:: Aim of the exercise ::
Below are entries; count each line that holds the word "this" and report the number without any other words.

****************

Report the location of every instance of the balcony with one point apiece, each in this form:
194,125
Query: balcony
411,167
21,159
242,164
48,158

****************

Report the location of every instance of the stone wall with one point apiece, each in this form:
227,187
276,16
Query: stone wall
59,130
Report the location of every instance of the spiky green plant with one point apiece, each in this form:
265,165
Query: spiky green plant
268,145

****************

:: Your response ::
3